┌─ Provided passage
CBN News reported today on U.N. Resolution 16/18, a U.N. Resolution supported by the Organization of Islamic Cooperation (OIC). The resolution sounds very practical until you examine it closely. The resolution seeks to limit freedom of speech when dealing with Islam.

The Center for Security Policy reports:

The Obama administration started down this ill-advised road by cosponsoring in 2009 an OIC-drafted resolution in the UN Human Rights Council that condemned “defamation of religion” – read, Islam.  That initiative helped advance the Islamists’ twelve-year campaign to “prohibit and criminalize” such defamation in accordance with the “blasphemy laws” that are part of the totalitarian doctrine they call shariah.

Then, as more and more of the Free World began awakening to the danger posed by such efforts to compel them to submit to shariah, Team Obama helped engineer a new document at the Human Rights Council.  Adopted in March, Resolution 16/18 focused, instead of banning defamation, on getting the world’s nations to combat “intolerance, negative stereotyping and stigmatization, and  discrimination, incitement to violence and violence against persons based on religion or belief.”
└─
= What to work on =
A: According to the passage on U.N. Resolution 16/18, in what year did the Obama administration cosponsor the OIC-drafted resolution condemning "defamation of religion"?
B: Extend the passage on U.N. Resolution 16/18 by writing what comes next after its final sentence.
┌─ Dataset records
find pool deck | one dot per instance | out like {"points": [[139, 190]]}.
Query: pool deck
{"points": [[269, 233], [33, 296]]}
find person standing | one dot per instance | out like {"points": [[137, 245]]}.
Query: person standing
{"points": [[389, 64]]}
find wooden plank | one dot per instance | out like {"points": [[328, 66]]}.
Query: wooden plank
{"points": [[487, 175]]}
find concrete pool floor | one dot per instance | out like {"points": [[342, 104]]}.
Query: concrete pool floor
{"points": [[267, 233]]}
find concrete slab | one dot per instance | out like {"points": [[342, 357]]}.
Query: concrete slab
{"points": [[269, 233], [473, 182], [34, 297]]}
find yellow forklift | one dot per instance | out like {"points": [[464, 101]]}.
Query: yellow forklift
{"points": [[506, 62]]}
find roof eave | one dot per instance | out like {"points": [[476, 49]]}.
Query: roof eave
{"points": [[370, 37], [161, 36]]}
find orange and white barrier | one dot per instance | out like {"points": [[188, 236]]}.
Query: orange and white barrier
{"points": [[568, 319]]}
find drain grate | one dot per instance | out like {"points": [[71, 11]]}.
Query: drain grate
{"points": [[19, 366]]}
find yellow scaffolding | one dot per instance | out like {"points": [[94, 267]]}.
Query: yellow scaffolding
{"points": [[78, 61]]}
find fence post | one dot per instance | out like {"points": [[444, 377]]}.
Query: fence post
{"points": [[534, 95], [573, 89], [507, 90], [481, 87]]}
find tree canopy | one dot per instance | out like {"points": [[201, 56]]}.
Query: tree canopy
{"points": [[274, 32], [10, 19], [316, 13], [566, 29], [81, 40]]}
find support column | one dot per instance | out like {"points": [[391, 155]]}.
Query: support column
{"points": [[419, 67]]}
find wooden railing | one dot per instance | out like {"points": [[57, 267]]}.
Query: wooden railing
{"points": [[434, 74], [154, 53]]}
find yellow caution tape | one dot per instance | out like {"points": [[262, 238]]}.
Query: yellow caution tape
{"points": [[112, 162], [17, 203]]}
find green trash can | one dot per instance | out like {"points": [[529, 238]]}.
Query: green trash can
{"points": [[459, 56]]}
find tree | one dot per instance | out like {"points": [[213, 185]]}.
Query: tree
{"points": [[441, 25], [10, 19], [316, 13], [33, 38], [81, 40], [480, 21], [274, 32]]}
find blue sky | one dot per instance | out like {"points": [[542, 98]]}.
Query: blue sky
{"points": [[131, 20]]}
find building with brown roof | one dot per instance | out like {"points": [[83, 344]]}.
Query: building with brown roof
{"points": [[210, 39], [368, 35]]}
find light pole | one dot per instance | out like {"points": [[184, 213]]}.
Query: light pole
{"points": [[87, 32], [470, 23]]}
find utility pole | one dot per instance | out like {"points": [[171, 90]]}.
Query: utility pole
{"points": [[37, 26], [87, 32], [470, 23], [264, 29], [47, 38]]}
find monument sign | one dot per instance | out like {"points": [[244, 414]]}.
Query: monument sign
└─
= Answers given =
A: 2009.

B:
The countries in the OIC that are sponsoring this are countries where a person can be put to death for converting to Christianity or encouraging anyone else to become a Christian. Do we really believe that they are for preventing discrimination based on religion?

The article at CBN reports:

Sekulow (Jordan Sekulow, director of policy and international operations for the American Center for Law and Justice) says his organization is fighting to keep the resolution from becoming adopted because it could backfire and be broadly misinterpreted country by country.

“Just the building of churches … having a cross outside your door can be inciting violence,” Sekulow explained.

“So if you let them define these definitions when there is no problem coming from the minority faiths, this is somehow going to ‘green light’ their suppression,” he added.   

We need to remember that freedom of religion is not a right in many countries around the world. Letting a group of countries where freedom of religion does not exist pass a law about religious discrimination is simply not smart–the intentions of those countries may be very different than the intentions of the countries in the world where all faiths are welcome.